**TASK OBJECTIVE:** Starting at the first line of the material below, return each line word for word, stopping after the line that contains "(1215, 125)".

**GIVEN RECORDS:**
=====
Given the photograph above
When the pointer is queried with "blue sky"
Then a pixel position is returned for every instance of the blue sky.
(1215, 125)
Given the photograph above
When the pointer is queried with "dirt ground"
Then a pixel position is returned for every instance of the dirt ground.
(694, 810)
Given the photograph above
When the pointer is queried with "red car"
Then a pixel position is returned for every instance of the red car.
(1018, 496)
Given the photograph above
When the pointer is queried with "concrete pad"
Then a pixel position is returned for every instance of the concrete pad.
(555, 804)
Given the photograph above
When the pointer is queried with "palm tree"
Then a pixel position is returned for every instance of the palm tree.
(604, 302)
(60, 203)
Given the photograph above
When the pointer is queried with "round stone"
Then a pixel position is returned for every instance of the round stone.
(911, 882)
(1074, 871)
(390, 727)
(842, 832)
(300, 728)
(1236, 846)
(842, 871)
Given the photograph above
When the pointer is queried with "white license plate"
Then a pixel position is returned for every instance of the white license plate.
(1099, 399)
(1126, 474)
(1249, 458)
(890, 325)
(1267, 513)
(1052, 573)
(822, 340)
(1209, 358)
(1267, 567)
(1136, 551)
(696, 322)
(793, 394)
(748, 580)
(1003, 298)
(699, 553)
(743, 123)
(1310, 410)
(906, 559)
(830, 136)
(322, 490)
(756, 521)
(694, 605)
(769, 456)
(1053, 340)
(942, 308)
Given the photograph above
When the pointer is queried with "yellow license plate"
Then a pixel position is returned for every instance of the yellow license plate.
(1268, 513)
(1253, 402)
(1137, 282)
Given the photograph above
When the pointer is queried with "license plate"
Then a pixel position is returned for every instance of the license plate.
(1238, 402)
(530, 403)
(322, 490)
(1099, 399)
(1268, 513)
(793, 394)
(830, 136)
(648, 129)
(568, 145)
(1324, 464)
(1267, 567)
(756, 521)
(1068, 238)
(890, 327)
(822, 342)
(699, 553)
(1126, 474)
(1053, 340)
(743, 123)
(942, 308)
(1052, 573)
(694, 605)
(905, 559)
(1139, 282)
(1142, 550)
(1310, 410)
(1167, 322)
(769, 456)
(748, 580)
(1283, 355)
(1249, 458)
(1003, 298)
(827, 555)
=====
**ANSWER TO THE TASK:**
Given the photograph above
When the pointer is queried with "blue sky"
Then a pixel position is returned for every instance of the blue sky.
(1215, 125)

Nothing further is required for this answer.